● GOAL OF THE EXERCISE
Give as a numbered list the lines of the entries from the line that has "Find the <item>pink" through the line that has "Trace each instance along its edge.", skipping any blank lines.

+++ SUPPLIED MATERIAL

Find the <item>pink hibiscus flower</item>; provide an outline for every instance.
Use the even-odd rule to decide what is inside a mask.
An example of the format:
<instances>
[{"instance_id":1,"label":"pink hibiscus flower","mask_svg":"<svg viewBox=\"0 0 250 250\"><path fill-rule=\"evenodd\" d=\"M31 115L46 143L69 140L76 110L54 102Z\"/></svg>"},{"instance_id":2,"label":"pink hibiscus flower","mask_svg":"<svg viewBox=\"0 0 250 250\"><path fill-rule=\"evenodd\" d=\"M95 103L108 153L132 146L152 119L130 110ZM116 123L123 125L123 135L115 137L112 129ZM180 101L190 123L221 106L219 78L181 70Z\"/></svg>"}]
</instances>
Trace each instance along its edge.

++++++
+++ SUPPLIED MATERIAL

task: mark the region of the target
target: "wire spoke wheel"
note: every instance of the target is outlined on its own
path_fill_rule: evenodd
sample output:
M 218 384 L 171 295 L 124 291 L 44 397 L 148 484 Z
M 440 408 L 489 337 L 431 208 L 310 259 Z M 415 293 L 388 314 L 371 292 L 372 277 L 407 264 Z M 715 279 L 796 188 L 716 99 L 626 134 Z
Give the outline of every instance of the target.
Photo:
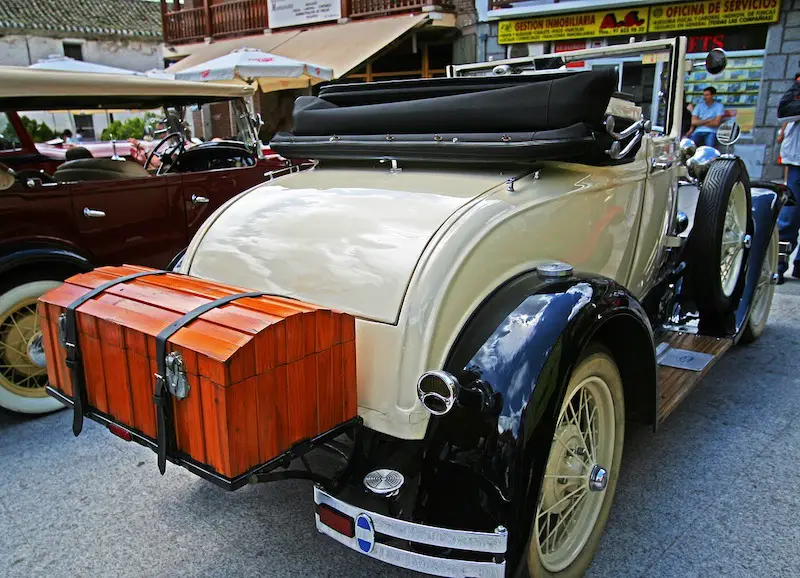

++++++

● RESPONSE
1. Find the <item>pink hibiscus flower</item>; provide an outline for every instance.
2. Use the even-odd rule to decide what is inside a mask.
3. An example of the format:
4. <instances>
5. [{"instance_id":1,"label":"pink hibiscus flower","mask_svg":"<svg viewBox=\"0 0 250 250\"><path fill-rule=\"evenodd\" d=\"M31 115L46 143L69 140L76 110L54 102Z\"/></svg>"},{"instance_id":2,"label":"pink hibiscus flower","mask_svg":"<svg viewBox=\"0 0 250 250\"><path fill-rule=\"evenodd\" d=\"M95 103L108 153L132 146L152 119L130 110ZM116 123L123 125L123 135L115 137L112 129ZM180 101L190 123L221 106L219 78L181 70Z\"/></svg>"}]
6. </instances>
7. Trace each instance along its edge.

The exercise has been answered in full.